→ **Work to do**
In the post titled "Trust" below, what reason does the writer give for posting?

Trust

i'm just posting bc i feel that it will help me to get feed back. Good or bad. I know that in our relationship we had it. It was always there. It never left. This is just my side of the story.when two ppl have that i know they love eachother. I posting my messages bc i know that i have to be stronger & he can't walk away w/o knowing that i gave my truth. I just sent another text. I don't feel like i am going backwards.

I don't want the divorce. Just like I didn't want you gone all the time. I trusted us for a long time and maybe I shouldn't be saying this but its not just you w feelings. I had them too and I made sacrifices but in different ways. I always told you I understand but it wasn't an understanding that did require trust. It required it & I gave it. I gave the respect to our life together.

[Records from a point annotation set]
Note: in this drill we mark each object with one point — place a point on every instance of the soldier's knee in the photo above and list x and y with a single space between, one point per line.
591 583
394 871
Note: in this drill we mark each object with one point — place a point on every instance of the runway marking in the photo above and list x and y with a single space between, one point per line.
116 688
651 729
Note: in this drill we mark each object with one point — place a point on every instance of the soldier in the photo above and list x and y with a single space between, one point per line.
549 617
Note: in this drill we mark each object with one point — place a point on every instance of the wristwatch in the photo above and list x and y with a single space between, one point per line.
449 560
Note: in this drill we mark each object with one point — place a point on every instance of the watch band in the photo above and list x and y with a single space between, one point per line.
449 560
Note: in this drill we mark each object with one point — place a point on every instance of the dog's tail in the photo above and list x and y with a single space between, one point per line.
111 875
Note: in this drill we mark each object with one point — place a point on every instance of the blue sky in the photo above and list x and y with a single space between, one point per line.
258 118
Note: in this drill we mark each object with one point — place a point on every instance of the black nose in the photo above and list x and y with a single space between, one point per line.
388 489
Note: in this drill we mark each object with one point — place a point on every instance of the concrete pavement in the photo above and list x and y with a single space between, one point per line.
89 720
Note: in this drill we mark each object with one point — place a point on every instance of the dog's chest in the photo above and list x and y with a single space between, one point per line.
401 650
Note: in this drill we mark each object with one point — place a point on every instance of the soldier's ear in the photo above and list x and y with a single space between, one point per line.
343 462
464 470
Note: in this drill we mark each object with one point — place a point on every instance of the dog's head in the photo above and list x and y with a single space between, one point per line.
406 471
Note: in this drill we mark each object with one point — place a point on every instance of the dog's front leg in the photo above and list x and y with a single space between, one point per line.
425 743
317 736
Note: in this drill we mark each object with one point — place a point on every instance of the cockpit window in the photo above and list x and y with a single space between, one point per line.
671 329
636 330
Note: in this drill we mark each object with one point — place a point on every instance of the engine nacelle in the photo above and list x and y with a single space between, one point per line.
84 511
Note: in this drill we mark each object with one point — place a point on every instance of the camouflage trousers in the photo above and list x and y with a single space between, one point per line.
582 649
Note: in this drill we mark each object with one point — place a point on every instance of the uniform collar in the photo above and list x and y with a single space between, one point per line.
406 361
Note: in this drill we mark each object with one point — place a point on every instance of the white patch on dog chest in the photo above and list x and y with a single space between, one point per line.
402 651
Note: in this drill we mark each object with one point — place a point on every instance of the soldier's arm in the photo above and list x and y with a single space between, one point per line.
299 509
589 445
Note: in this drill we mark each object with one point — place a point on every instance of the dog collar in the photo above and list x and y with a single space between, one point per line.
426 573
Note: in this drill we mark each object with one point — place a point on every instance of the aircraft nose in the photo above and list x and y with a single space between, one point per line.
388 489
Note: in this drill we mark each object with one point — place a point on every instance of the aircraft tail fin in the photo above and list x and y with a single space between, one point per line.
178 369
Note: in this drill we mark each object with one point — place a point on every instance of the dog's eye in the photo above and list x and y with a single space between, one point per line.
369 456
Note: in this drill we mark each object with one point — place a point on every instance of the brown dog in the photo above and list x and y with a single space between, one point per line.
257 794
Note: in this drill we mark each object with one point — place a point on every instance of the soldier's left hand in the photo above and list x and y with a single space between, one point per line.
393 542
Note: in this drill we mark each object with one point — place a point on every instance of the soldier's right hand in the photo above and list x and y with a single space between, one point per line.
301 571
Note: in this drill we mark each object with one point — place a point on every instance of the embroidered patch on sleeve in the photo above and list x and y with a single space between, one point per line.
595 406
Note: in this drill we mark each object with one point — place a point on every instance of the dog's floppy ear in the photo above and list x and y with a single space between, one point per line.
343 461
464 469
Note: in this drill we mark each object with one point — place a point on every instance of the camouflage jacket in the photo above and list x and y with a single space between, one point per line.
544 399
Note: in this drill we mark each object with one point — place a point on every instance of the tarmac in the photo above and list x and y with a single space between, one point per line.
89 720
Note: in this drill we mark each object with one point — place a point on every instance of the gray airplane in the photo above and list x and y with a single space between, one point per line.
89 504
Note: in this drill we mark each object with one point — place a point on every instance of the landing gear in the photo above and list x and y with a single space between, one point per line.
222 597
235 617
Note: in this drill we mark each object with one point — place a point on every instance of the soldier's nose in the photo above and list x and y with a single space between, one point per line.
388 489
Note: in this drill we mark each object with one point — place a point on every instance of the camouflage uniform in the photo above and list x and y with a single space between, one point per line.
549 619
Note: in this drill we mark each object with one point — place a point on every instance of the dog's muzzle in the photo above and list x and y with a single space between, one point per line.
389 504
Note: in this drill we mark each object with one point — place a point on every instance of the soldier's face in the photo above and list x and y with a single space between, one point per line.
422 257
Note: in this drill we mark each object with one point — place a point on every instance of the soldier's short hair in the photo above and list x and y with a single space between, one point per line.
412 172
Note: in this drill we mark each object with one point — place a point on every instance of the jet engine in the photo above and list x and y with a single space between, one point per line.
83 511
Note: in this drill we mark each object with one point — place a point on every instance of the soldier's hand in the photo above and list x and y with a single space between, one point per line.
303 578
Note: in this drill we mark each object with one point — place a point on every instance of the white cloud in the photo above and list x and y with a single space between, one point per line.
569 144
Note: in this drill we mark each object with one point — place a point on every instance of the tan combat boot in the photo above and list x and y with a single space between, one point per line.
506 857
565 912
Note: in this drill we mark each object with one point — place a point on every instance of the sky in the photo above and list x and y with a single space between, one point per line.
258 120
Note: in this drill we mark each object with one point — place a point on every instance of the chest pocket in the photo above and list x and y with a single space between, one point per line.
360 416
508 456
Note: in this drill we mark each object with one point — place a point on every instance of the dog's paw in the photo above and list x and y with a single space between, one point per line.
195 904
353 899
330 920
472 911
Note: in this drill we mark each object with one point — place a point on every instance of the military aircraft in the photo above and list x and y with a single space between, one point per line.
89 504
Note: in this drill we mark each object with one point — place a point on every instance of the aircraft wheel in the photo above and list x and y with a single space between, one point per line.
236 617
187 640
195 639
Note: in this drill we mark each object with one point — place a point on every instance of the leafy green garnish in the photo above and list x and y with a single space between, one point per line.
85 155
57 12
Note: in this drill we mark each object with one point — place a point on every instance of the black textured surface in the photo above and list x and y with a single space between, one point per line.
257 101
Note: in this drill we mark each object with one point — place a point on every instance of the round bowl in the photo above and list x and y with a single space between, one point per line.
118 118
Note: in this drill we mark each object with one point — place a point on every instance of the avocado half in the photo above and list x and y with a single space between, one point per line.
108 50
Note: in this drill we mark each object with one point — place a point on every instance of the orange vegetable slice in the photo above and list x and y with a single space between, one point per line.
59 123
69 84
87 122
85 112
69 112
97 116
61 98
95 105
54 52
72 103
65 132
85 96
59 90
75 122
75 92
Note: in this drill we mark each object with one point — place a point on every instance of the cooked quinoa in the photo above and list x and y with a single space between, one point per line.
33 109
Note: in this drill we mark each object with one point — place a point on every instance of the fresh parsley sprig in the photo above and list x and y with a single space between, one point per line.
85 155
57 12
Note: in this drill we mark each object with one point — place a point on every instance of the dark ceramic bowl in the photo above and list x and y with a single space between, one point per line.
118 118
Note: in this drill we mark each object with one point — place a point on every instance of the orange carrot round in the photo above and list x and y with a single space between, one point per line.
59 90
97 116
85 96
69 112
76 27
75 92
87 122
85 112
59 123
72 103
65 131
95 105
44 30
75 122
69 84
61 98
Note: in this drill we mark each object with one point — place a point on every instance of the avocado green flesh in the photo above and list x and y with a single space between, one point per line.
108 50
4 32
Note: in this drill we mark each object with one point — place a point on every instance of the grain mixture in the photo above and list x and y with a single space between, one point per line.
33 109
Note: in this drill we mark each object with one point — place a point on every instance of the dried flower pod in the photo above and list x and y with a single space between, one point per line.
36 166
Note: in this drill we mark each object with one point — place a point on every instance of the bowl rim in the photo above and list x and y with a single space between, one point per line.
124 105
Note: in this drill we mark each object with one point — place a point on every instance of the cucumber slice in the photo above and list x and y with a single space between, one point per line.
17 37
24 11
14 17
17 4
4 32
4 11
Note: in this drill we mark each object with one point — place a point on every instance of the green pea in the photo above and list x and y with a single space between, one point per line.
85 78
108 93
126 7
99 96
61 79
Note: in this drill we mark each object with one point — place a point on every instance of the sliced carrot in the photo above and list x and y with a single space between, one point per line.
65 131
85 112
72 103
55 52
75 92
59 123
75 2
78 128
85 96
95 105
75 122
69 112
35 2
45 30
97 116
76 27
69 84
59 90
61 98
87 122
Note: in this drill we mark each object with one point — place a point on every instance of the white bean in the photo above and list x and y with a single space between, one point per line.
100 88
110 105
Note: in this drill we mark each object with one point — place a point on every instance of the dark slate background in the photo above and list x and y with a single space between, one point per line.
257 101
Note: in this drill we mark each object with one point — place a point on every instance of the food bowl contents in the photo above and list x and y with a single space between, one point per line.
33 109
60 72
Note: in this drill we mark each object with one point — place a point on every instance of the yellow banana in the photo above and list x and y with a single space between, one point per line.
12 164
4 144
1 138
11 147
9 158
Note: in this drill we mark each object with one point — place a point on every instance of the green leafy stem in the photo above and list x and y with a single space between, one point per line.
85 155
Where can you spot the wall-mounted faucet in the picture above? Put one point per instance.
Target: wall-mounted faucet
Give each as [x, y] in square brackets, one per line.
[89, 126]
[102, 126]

→ **Exercise output**
The writer feels that posting will help them get feedback, good or bad.